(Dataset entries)
★ ★ ★ ★ ★
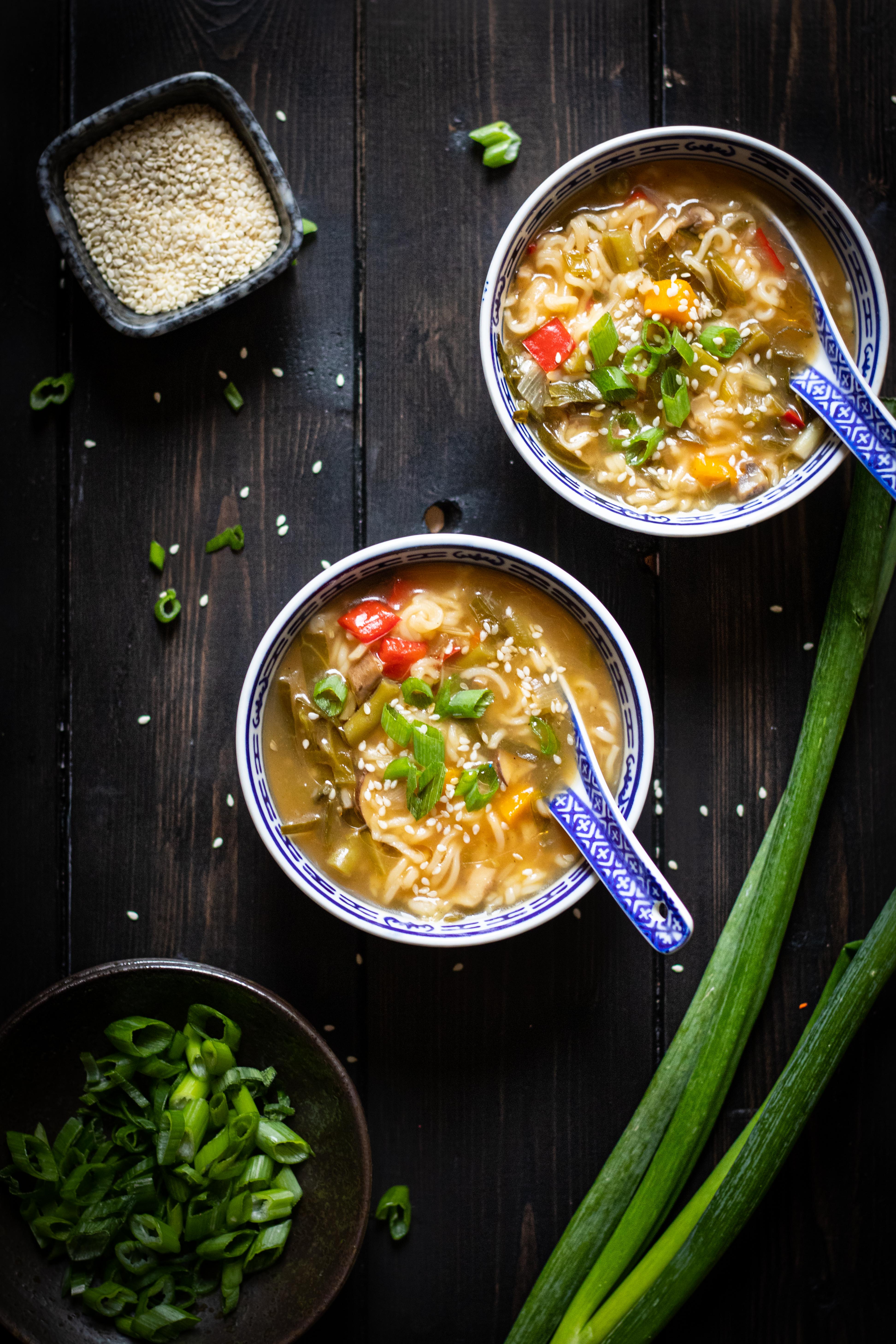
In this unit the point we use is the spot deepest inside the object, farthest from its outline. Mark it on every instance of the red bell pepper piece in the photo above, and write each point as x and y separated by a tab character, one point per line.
370	620
770	252
551	345
401	595
397	656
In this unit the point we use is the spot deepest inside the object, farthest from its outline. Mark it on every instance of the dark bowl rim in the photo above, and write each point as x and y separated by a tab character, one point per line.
136	105
107	971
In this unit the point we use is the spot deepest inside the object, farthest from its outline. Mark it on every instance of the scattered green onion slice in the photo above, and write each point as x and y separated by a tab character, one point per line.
546	736
676	402
604	341
167	608
417	693
477	796
502	143
722	342
641	351
666	342
65	384
233	397
395	1206
471	704
232	537
331	694
613	385
683	347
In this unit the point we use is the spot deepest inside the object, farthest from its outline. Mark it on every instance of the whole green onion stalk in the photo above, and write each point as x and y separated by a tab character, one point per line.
644	1175
706	1228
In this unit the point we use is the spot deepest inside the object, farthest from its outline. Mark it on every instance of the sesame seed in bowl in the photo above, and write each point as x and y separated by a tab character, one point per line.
170	205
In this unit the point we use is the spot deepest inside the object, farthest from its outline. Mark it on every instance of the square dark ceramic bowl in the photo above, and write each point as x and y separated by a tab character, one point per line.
198	87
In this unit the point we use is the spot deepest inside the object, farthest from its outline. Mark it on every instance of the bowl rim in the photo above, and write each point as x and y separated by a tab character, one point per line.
442	541
555	475
108	971
133	107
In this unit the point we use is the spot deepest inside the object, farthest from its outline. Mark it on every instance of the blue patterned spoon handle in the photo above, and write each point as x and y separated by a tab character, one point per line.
836	390
590	816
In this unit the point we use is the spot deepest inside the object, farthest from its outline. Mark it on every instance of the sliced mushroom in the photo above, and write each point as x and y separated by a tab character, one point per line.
366	677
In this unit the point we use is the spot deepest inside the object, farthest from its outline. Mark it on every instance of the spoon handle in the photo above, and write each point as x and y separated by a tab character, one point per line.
590	816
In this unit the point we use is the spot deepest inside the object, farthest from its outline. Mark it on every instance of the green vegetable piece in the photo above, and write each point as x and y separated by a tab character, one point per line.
722	342
604	341
502	143
471	704
331	694
65	384
613	385
202	1018
167	608
140	1037
281	1143
546	736
268	1247
31	1155
683	347
620	251
395	1205
232	537
417	693
233	397
395	726
676	402
640	353
666	341
109	1299
477	798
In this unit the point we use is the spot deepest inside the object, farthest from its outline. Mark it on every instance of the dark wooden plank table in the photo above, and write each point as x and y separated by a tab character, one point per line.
498	1092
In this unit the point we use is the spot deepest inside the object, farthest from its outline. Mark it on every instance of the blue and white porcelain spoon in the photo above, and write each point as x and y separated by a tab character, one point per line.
836	390
590	816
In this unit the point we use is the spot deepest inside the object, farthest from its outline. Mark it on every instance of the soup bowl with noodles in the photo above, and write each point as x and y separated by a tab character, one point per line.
641	318
401	730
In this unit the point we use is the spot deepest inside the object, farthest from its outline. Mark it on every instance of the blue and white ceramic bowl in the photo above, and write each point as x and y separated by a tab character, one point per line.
708	146
451	549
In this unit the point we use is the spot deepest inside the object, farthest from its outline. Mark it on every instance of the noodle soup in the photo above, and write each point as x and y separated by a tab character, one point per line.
651	331
417	730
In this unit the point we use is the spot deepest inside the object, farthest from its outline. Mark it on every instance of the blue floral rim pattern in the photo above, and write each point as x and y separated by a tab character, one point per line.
518	564
765	163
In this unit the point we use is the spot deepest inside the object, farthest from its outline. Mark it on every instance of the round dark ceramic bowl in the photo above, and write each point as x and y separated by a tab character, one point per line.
44	1077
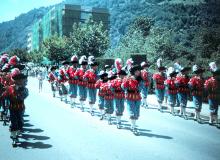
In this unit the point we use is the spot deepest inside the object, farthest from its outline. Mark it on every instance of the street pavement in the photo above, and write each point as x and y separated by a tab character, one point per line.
53	130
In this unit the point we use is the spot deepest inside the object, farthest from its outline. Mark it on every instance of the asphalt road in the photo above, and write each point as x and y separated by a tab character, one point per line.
53	130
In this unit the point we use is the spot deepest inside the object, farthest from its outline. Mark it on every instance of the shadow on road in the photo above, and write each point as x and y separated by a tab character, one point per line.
26	140
34	145
28	125
145	133
30	130
33	137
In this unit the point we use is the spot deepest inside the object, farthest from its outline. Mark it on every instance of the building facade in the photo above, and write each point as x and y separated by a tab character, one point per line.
60	19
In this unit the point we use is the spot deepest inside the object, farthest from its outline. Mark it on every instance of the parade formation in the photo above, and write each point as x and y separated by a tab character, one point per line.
112	87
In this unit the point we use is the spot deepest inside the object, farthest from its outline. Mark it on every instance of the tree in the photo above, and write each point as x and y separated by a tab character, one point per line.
55	49
36	56
21	53
88	38
141	24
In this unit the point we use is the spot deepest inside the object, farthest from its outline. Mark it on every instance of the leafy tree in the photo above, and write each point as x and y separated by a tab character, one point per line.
36	56
21	53
55	48
141	24
88	38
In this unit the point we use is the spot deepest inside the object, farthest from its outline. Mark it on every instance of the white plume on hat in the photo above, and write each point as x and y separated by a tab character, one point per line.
213	66
177	67
129	62
91	59
118	63
159	62
74	58
82	58
143	63
170	70
195	68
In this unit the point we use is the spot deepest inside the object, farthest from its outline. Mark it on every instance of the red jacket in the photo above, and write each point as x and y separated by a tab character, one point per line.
71	74
80	76
52	77
171	87
182	83
132	87
118	91
146	77
159	80
213	88
91	77
196	84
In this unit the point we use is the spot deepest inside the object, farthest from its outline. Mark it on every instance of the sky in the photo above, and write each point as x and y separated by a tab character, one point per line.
9	9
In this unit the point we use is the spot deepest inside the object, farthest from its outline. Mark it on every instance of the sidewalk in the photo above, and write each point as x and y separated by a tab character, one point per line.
151	99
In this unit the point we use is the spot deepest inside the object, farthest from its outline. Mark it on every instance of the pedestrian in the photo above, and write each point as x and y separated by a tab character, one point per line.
40	78
91	77
146	80
158	79
17	93
63	81
171	89
132	87
212	86
109	97
82	83
196	85
119	96
52	79
182	80
101	91
73	81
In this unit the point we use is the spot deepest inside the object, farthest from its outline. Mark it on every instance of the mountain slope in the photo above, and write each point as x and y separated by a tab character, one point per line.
182	16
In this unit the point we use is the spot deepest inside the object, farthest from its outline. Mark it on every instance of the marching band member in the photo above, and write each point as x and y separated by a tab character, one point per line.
52	79
91	77
81	81
118	65
182	80
171	88
72	80
119	96
196	86
159	79
62	80
212	86
132	87
101	91
146	80
17	93
109	97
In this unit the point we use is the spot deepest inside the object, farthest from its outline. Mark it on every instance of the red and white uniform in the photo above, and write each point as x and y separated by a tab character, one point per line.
71	74
182	83
145	75
118	91
159	80
196	83
171	87
91	77
80	75
132	87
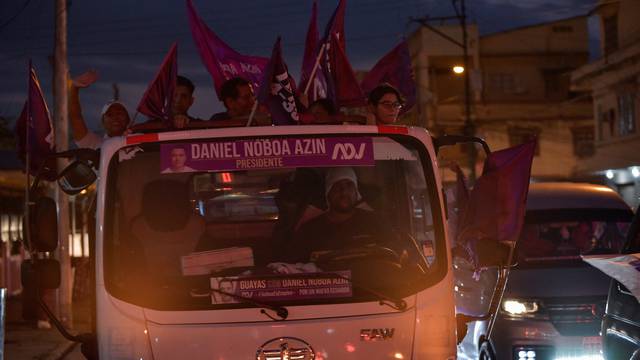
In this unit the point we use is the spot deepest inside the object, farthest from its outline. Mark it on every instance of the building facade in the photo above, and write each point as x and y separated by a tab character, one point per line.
614	82
520	85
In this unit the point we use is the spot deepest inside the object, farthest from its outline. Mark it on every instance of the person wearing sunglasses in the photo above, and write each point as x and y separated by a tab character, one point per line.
385	103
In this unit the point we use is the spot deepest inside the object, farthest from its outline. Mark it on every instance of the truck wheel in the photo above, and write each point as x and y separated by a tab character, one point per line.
486	352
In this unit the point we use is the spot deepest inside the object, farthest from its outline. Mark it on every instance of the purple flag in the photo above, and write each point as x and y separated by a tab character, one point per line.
342	85
496	205
219	58
277	90
310	47
33	128
394	68
318	87
157	100
335	26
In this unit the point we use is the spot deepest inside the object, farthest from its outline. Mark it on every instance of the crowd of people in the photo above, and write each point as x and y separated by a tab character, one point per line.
237	96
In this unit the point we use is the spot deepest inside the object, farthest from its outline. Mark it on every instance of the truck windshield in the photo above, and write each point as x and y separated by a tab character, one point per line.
568	234
271	219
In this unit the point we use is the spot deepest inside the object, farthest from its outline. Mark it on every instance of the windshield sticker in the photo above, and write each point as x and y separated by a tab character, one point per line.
128	153
266	154
282	288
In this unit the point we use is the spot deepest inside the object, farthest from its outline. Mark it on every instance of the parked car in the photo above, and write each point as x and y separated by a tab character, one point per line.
553	304
621	322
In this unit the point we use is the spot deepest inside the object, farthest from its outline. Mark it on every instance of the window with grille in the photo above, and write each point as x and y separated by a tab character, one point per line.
610	25
583	141
627	113
520	135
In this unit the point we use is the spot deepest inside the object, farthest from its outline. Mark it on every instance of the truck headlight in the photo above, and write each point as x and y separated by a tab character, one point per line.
515	307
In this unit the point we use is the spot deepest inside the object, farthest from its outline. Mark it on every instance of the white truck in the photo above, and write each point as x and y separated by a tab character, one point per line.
226	244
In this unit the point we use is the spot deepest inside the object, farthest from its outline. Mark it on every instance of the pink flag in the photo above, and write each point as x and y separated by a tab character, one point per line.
496	206
278	90
33	128
219	58
310	47
394	68
342	85
157	100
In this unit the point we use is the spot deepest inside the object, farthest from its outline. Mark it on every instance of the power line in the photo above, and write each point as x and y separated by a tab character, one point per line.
15	16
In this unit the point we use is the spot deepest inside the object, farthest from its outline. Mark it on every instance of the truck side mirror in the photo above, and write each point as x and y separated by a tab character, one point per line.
494	254
40	273
43	225
76	177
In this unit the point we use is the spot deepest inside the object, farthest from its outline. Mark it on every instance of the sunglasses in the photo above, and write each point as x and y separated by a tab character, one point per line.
391	105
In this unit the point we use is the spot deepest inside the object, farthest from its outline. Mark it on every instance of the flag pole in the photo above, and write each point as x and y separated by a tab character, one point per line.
253	112
27	185
315	68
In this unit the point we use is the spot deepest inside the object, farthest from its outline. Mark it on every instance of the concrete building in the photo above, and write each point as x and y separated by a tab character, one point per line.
614	82
520	84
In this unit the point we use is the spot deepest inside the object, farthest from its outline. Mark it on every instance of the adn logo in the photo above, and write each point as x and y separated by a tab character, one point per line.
376	334
348	152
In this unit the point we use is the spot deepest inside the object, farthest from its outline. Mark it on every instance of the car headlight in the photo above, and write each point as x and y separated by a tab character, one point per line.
515	307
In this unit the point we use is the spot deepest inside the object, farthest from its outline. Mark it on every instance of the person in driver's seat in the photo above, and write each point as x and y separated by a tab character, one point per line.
343	225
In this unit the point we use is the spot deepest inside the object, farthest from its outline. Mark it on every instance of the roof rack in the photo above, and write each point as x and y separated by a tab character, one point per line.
153	126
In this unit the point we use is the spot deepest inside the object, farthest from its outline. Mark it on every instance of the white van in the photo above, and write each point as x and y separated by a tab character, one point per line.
286	242
554	302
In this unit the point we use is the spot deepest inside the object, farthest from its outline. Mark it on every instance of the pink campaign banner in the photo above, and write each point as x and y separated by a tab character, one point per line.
282	288
271	153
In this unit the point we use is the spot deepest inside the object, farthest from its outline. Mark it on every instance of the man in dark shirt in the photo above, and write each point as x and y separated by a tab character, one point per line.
182	101
238	98
343	225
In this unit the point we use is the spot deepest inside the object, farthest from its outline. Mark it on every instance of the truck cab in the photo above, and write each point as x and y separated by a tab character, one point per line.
285	242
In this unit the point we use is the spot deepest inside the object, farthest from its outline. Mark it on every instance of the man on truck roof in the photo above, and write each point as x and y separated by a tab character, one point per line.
238	98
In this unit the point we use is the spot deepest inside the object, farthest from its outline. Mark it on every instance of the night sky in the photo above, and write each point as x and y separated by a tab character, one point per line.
126	40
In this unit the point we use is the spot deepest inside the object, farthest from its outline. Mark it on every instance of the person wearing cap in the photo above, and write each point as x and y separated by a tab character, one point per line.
343	225
114	115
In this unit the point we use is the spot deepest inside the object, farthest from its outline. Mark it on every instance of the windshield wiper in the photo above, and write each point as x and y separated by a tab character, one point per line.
393	302
281	311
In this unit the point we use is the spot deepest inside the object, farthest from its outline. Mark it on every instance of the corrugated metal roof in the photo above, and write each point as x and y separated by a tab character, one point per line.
567	195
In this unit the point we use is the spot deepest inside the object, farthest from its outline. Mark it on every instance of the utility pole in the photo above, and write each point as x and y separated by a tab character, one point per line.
60	111
469	128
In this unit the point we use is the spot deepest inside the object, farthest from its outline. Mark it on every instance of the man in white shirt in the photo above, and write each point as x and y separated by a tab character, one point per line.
114	116
178	162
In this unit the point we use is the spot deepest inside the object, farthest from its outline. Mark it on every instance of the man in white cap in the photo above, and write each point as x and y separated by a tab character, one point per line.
114	116
343	225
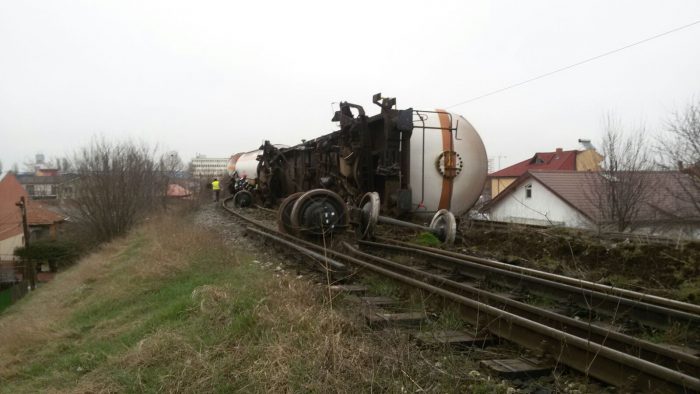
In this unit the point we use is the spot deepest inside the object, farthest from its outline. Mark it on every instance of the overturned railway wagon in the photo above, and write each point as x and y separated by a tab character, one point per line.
402	162
418	161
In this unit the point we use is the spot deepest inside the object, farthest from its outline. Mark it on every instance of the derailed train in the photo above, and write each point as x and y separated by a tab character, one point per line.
418	162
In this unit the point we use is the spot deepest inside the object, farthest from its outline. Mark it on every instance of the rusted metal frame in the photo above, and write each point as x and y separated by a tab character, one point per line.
613	305
593	359
647	298
658	354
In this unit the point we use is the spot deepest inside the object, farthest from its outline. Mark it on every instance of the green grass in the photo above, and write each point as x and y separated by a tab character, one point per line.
114	315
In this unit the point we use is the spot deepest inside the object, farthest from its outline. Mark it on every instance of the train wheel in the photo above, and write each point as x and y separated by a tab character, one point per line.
319	211
445	225
243	199
369	207
284	214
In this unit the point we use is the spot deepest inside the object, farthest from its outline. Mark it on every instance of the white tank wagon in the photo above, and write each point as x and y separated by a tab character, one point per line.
415	162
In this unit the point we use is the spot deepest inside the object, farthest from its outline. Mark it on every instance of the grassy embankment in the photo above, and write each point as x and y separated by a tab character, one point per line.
172	308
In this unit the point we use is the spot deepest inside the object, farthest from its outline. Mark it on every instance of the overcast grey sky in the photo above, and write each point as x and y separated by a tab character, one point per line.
218	77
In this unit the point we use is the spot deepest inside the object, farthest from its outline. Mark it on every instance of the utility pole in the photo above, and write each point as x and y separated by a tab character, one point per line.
29	271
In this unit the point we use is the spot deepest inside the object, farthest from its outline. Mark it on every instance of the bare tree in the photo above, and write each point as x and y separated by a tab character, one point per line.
679	150
625	181
119	183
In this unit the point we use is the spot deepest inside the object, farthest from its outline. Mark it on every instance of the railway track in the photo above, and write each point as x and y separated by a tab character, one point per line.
607	355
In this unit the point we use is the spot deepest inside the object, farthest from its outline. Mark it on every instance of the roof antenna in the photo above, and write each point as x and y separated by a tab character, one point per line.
586	143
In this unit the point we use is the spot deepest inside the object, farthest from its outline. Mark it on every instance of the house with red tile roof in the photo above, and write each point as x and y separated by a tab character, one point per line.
559	160
572	199
42	221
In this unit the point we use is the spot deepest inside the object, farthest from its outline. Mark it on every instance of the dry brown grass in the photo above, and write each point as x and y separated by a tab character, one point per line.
215	322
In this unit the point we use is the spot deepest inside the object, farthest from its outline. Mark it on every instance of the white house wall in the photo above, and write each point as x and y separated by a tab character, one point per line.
543	208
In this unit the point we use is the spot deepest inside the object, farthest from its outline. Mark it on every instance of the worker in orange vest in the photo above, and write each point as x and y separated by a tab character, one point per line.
216	188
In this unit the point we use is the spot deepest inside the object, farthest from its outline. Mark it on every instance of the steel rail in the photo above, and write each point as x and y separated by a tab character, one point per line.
593	359
602	362
673	359
648	298
337	269
613	305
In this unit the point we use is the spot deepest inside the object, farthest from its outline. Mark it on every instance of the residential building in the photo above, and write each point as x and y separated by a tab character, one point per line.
573	199
46	184
208	166
560	160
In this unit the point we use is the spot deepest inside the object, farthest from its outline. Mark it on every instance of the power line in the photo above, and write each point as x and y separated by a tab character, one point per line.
575	64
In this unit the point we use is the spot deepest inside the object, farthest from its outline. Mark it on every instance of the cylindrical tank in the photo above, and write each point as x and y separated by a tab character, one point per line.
246	163
448	163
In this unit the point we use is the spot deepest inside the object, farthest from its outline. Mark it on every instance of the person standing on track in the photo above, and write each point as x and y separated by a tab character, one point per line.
216	188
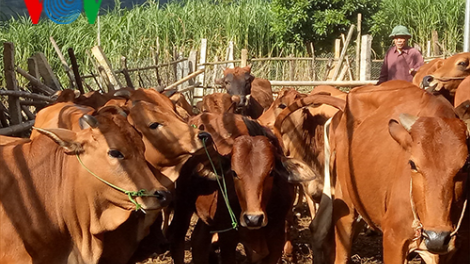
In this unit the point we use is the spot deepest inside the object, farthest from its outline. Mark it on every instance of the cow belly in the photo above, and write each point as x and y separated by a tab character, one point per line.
375	161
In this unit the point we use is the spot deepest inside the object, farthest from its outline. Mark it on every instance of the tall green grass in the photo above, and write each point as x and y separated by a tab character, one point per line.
177	26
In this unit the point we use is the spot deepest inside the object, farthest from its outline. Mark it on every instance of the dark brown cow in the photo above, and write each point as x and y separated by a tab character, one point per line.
449	75
64	191
399	152
218	103
255	93
258	179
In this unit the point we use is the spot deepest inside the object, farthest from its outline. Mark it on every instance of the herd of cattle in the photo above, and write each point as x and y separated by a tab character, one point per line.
104	178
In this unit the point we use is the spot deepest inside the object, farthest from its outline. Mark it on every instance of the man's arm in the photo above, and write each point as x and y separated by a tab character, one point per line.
384	71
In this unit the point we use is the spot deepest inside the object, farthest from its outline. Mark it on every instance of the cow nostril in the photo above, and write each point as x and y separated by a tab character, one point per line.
163	196
427	81
205	137
437	242
254	220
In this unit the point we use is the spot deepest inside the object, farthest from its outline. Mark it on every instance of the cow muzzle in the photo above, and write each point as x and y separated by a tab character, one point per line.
438	242
428	83
254	221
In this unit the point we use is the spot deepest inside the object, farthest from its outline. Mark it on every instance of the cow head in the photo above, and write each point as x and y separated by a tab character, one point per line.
219	103
285	98
437	183
110	156
167	138
448	75
237	82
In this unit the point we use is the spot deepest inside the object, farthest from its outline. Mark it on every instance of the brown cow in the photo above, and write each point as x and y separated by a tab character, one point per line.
426	70
64	191
449	75
259	191
255	93
218	103
398	153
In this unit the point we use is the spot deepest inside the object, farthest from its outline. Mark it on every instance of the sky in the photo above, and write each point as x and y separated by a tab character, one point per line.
12	7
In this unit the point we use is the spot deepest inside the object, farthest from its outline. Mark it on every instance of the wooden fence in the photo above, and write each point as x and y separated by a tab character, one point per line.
193	75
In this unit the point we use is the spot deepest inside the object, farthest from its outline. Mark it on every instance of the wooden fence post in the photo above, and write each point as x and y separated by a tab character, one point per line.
33	70
229	55
10	77
358	45
343	52
46	72
435	44
107	70
76	73
66	67
244	58
198	91
366	60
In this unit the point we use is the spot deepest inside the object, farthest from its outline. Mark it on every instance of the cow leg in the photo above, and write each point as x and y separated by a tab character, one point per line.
395	247
344	219
275	240
228	242
177	233
289	254
201	243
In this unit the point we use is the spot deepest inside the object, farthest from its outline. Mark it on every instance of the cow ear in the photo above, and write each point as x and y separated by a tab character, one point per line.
463	112
400	132
295	171
67	139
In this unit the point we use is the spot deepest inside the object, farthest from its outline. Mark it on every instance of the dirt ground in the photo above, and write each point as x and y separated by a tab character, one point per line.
367	249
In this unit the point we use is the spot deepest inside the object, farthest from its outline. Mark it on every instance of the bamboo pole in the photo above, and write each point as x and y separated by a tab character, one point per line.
44	88
76	73
192	75
64	62
11	130
358	45
26	95
315	83
343	52
11	82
★ ★ ★ ★ ★
▶ Job
Copy the records word for word, from the line containing "wooden fence post" through the last line of the records, with both included.

▶ Solution to the problem
In this unit the point we use is the spot deepest inside the object, farthest from its outline. Mark it on every instance of the wooden fence post in the photo above, and write each point as x and y separated by a tab character, one point per line.
33	70
229	55
10	77
358	45
343	52
46	72
435	44
107	70
76	73
66	67
244	58
198	91
366	60
In this unit the point we use is the spot deepest inside the object, farthest from its outline. Mark it on every instance of the cow leg in the photo above, and write each point as x and y separated by a tab character, one point per line.
395	247
344	219
275	240
228	242
177	233
289	254
201	243
In this unit the point we use is the spot deepest inside the object, farthest from its outline. Mark it on every instance of the cow ear in the photo above, and write each point as x and y separated by a tab character, one point per line.
463	112
400	132
295	171
67	139
In this unit the point we use is the spot deepest inside the object, farthest from its outline. Mark it on every instance of the dirt ground in the photo above, and write each point as x and y separated by a tab character, one point per line.
367	249
In this unit the point we use is the spot deepest inside the object, farthest from its outline. Mark it on every instance of the bamboo pole in the photo above, and write each point as x and y separated by a tab character, one point per line.
44	88
76	73
192	75
64	62
11	130
358	45
26	95
315	83
343	52
11	82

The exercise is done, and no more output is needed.